(Excerpts from a point labeling dataset)
====================

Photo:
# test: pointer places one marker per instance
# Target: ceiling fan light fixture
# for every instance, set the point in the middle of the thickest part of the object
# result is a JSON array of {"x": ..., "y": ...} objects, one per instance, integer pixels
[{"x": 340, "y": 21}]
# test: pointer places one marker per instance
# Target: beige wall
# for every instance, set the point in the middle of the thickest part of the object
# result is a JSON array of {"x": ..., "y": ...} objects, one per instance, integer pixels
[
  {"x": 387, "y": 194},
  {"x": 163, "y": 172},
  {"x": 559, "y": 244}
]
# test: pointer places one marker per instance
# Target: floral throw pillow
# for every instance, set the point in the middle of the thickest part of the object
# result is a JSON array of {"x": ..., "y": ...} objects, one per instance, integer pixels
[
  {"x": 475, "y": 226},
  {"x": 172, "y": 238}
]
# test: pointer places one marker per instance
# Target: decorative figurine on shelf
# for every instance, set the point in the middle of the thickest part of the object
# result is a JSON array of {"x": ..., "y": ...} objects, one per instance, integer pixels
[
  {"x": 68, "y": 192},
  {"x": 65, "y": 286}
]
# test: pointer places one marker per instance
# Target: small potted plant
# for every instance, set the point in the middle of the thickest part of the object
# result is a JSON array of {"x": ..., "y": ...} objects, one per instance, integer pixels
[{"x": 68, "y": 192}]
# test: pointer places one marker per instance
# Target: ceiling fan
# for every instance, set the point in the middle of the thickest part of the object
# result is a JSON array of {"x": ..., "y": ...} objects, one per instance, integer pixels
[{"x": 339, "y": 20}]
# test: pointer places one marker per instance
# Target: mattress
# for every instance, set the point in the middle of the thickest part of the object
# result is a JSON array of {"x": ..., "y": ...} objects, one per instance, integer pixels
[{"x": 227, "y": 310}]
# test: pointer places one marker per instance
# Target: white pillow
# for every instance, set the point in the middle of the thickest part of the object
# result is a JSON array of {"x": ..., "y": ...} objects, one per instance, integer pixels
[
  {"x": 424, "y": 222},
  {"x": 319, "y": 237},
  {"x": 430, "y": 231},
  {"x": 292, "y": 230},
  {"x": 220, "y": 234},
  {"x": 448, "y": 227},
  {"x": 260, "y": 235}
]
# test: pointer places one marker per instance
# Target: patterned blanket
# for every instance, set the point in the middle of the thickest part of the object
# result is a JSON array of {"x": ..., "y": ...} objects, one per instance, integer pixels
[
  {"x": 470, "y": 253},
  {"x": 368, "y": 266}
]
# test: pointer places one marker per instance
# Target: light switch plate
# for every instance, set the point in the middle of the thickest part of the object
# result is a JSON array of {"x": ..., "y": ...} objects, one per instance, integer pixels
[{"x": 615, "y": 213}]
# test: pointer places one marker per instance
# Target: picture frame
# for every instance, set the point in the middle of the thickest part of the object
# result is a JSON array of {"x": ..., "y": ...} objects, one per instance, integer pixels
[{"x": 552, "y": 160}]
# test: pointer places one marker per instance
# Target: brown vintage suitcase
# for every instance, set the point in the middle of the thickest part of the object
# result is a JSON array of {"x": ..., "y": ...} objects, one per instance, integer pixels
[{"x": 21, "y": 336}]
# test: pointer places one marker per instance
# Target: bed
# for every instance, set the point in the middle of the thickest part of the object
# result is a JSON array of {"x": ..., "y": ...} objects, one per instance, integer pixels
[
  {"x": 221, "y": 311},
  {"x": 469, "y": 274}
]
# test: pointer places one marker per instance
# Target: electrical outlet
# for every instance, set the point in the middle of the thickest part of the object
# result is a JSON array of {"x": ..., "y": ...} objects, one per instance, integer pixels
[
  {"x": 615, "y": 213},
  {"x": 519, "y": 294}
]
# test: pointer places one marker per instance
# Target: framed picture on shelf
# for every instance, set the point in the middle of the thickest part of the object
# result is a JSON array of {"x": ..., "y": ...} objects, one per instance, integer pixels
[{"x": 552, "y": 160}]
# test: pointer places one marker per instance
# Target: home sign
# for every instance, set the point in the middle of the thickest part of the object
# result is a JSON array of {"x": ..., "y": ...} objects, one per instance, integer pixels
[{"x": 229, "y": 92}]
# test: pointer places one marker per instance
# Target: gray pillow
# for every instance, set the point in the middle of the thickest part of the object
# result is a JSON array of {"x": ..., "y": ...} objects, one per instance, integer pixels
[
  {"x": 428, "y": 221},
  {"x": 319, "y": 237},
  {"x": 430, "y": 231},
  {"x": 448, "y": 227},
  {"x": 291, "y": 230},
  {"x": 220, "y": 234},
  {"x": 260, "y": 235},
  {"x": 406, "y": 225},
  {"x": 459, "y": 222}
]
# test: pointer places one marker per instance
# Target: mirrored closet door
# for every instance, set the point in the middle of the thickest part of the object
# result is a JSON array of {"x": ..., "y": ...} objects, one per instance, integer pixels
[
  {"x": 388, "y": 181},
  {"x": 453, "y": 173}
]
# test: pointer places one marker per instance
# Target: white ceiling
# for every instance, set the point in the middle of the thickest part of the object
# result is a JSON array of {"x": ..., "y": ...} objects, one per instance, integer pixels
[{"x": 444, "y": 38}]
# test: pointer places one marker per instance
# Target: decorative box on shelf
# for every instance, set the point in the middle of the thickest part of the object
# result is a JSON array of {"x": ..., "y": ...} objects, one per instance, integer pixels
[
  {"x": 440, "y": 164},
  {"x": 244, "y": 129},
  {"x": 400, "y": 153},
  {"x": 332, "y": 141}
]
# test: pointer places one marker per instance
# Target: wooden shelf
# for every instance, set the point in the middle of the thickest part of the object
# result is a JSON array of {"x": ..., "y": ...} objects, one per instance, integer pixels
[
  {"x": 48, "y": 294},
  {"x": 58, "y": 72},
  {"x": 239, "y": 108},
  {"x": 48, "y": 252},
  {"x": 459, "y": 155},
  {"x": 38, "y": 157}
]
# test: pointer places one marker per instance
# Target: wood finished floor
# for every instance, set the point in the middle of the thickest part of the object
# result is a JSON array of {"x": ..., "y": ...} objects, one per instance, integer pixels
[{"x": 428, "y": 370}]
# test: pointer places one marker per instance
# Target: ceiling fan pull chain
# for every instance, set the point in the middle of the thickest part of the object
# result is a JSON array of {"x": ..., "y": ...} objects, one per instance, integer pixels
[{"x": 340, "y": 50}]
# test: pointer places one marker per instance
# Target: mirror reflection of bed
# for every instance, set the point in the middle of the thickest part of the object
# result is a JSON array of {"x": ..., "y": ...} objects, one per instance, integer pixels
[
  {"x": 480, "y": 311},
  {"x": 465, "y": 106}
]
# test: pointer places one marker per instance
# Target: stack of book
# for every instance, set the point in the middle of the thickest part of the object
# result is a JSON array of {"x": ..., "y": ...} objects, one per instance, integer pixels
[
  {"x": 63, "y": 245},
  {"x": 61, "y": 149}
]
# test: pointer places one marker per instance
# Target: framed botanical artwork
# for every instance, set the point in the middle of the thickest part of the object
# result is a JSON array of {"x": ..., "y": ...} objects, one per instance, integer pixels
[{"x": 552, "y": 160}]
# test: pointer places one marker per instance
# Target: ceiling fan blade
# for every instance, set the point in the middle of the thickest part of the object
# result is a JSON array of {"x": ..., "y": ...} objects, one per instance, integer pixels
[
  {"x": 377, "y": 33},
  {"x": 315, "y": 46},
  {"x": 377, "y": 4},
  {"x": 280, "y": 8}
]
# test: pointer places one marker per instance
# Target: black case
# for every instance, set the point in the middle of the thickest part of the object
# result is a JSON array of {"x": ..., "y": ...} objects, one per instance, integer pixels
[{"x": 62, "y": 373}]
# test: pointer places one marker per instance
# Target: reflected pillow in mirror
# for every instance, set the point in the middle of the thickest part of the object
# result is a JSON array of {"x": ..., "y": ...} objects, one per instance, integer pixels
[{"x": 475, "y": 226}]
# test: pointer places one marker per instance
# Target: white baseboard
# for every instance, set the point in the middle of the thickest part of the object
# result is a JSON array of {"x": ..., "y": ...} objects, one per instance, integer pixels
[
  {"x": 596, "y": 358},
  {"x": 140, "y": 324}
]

====================

■ **EXERCISE DETAILS**
Gather every line of the data above that contains the string "light". Only matches in the same case count.

■ **EXERCISE SOLUTION**
# Target: ceiling fan light fixture
# Target: light switch plate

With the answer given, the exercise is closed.